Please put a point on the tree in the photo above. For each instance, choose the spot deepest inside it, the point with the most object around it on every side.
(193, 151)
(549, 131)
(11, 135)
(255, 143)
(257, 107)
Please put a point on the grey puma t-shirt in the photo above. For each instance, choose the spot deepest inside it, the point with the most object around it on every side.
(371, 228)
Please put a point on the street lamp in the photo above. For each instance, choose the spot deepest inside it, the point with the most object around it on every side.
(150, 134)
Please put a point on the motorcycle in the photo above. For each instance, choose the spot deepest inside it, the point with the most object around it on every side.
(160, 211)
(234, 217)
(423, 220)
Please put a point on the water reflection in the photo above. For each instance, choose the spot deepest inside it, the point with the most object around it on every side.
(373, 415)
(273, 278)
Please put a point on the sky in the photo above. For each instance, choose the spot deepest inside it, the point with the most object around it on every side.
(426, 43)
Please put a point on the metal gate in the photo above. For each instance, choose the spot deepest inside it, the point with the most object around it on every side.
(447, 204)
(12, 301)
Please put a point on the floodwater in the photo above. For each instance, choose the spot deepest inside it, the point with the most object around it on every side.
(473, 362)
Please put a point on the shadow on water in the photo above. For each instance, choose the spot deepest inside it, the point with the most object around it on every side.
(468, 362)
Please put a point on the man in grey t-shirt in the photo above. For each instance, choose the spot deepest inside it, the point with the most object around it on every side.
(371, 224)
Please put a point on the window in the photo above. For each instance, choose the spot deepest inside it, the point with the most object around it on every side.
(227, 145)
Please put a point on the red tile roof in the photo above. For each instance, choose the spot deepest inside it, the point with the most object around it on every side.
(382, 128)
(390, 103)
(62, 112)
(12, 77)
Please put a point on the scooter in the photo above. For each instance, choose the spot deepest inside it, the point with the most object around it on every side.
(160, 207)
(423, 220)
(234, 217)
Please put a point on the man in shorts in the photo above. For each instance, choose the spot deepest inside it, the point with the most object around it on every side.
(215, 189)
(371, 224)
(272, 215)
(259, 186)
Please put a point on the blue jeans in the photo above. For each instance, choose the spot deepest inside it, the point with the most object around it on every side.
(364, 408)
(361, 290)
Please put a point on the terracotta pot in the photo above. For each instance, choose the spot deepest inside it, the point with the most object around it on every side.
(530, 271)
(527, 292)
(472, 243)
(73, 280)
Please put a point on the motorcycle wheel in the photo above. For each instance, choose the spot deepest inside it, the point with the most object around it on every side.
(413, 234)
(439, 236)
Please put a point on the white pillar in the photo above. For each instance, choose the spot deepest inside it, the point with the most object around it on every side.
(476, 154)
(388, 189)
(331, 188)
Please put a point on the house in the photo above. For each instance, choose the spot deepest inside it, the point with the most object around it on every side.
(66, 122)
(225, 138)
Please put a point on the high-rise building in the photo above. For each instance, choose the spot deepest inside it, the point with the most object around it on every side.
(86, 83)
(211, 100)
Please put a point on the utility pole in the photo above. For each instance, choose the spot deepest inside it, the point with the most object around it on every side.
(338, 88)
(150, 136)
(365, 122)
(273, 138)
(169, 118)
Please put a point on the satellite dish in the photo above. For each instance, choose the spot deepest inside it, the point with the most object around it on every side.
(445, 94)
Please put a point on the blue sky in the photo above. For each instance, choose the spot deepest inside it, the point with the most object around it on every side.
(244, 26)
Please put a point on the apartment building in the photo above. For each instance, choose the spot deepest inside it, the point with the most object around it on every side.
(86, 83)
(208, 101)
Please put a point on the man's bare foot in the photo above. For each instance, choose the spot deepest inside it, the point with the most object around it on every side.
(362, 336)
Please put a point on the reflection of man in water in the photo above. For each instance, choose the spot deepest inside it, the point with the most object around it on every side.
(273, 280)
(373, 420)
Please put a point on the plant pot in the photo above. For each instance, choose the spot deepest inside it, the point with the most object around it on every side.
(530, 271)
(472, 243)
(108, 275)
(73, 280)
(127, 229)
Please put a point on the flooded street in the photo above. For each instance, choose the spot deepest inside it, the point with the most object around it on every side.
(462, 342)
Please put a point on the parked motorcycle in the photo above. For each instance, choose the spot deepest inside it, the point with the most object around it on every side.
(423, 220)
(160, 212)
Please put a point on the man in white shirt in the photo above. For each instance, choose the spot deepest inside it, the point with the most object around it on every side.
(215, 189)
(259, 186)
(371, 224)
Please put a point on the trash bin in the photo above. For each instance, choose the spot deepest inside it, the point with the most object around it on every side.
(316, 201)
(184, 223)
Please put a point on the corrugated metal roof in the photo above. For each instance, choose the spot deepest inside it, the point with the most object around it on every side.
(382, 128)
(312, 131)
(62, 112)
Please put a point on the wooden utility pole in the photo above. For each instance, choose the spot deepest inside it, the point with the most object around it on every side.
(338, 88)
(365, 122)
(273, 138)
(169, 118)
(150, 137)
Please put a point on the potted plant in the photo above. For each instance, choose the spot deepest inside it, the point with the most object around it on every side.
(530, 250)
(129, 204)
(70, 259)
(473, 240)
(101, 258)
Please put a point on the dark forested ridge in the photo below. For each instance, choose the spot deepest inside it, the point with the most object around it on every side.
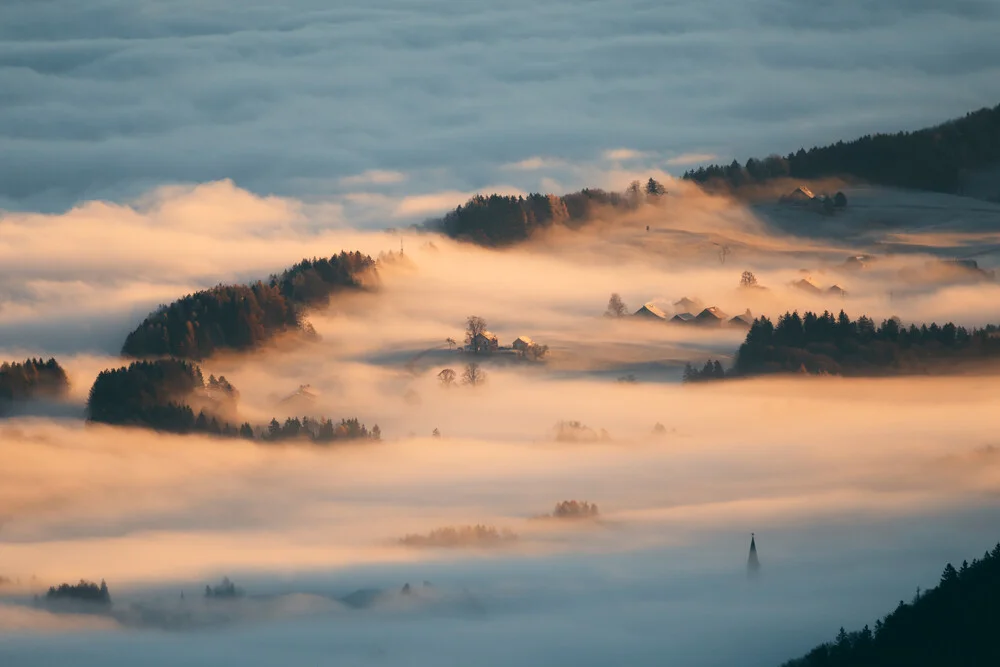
(842, 346)
(240, 317)
(32, 378)
(824, 344)
(159, 395)
(150, 394)
(952, 624)
(499, 220)
(85, 591)
(935, 158)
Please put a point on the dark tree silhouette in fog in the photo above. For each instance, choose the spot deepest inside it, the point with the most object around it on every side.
(32, 378)
(837, 345)
(934, 158)
(473, 375)
(241, 317)
(616, 307)
(954, 623)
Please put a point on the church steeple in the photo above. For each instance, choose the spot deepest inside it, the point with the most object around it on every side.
(753, 565)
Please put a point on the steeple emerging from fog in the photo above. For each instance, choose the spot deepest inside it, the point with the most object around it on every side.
(753, 565)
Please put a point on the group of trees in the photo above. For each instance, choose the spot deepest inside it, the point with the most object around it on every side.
(480, 341)
(839, 345)
(500, 220)
(241, 317)
(32, 378)
(712, 370)
(461, 536)
(227, 590)
(313, 430)
(825, 344)
(574, 509)
(934, 158)
(616, 307)
(151, 394)
(473, 375)
(85, 591)
(158, 395)
(952, 624)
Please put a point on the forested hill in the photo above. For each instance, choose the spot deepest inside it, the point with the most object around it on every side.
(240, 317)
(32, 378)
(950, 625)
(935, 158)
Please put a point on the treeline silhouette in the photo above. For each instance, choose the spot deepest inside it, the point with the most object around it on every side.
(151, 394)
(712, 370)
(954, 623)
(500, 220)
(32, 378)
(461, 536)
(157, 395)
(824, 344)
(934, 158)
(315, 430)
(240, 317)
(85, 591)
(839, 345)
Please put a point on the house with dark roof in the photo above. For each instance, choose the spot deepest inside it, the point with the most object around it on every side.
(651, 312)
(711, 316)
(687, 305)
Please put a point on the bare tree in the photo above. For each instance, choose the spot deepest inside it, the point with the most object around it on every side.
(474, 327)
(473, 375)
(446, 378)
(616, 307)
(635, 194)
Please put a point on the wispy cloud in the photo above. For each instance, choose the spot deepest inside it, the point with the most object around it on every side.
(623, 154)
(536, 163)
(374, 177)
(686, 159)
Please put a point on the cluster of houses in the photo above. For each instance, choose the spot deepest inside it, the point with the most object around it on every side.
(807, 285)
(686, 310)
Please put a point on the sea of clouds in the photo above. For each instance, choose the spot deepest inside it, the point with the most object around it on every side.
(426, 101)
(154, 149)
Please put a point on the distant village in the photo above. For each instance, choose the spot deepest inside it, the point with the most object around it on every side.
(481, 341)
(687, 311)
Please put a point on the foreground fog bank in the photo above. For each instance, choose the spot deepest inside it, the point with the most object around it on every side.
(858, 491)
(851, 514)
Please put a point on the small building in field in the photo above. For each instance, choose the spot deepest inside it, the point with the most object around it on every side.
(800, 196)
(711, 316)
(807, 285)
(687, 305)
(522, 344)
(485, 342)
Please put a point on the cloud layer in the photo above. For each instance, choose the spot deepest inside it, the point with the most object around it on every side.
(113, 98)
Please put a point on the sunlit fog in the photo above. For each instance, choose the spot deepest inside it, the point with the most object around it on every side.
(466, 452)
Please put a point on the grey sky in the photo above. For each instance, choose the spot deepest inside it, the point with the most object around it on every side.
(107, 99)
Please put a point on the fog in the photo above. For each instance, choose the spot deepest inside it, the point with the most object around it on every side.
(858, 491)
(401, 107)
(153, 149)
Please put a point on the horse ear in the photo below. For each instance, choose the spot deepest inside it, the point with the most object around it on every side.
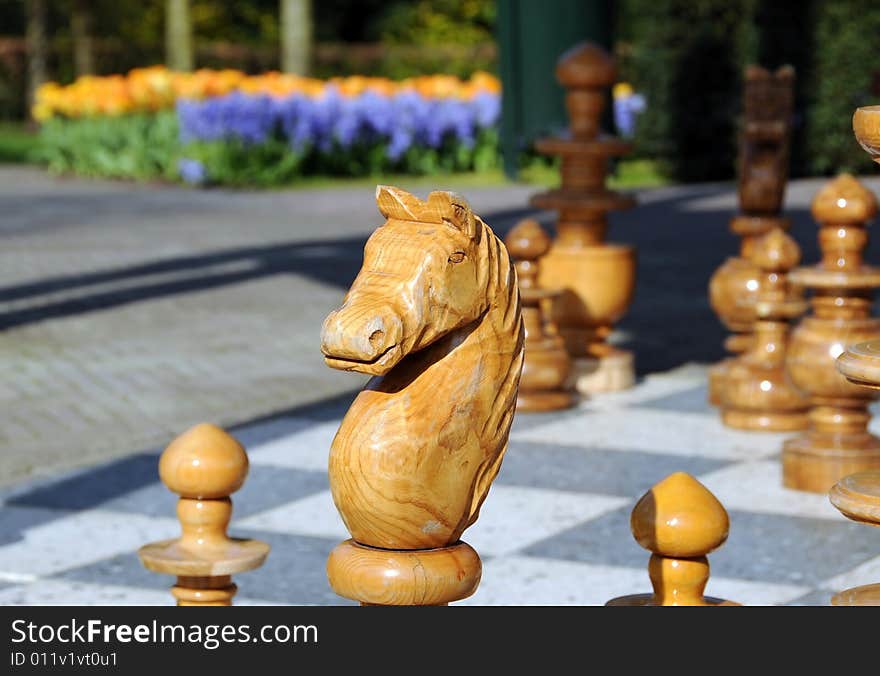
(454, 210)
(396, 203)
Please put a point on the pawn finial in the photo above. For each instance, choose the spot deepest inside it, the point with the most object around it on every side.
(204, 466)
(679, 521)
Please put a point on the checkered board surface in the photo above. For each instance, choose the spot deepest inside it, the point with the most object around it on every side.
(554, 529)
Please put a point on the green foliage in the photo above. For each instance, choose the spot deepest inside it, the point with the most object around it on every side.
(130, 146)
(146, 147)
(439, 22)
(685, 56)
(846, 77)
(17, 144)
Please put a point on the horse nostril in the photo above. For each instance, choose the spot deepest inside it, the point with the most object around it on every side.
(377, 338)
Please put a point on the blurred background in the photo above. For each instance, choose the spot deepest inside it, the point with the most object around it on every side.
(680, 82)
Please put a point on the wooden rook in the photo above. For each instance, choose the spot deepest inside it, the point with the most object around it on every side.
(434, 316)
(679, 521)
(597, 277)
(837, 442)
(763, 173)
(758, 394)
(544, 382)
(204, 466)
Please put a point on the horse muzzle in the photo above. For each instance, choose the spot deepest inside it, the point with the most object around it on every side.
(354, 338)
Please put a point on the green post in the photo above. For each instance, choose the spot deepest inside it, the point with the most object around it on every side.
(532, 34)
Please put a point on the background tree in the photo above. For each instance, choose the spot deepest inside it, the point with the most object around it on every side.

TO BE DONE:
Copy exactly the lines of the listing above, beginning at the line with "Please put a point on the horse nostril" and ending at its final line; write out nothing else.

COMPLETE OUTPUT:
Please put a point on the horse nostril in the photo above. For each instance, choose the spot deepest inside it, the point with the most object around it on every side.
(377, 338)
Please put a point on the blurred background in the photo above. For each instance, choose the spot deepest inside it, the point with the most object around it on every side.
(680, 82)
Please put a point on the wooden rook in the photo above. For each instance, choose the spot deepest inside it, the point with the most object around it on every side.
(434, 316)
(679, 521)
(597, 277)
(837, 442)
(763, 173)
(758, 394)
(544, 382)
(204, 466)
Please put a point on the horse muzzle in the photo above. For each instance, choose the spot deepest inside it, the point with the most object around it on every side.
(354, 338)
Please put a point on the green post in the photo above. For each instance, choose the spot deepest inside it, the point with the most object around it on every side.
(532, 34)
Please put a point on the background tree in the photo above. For each instance, choose the spot deepest inside it, the point with the most object around it on every side.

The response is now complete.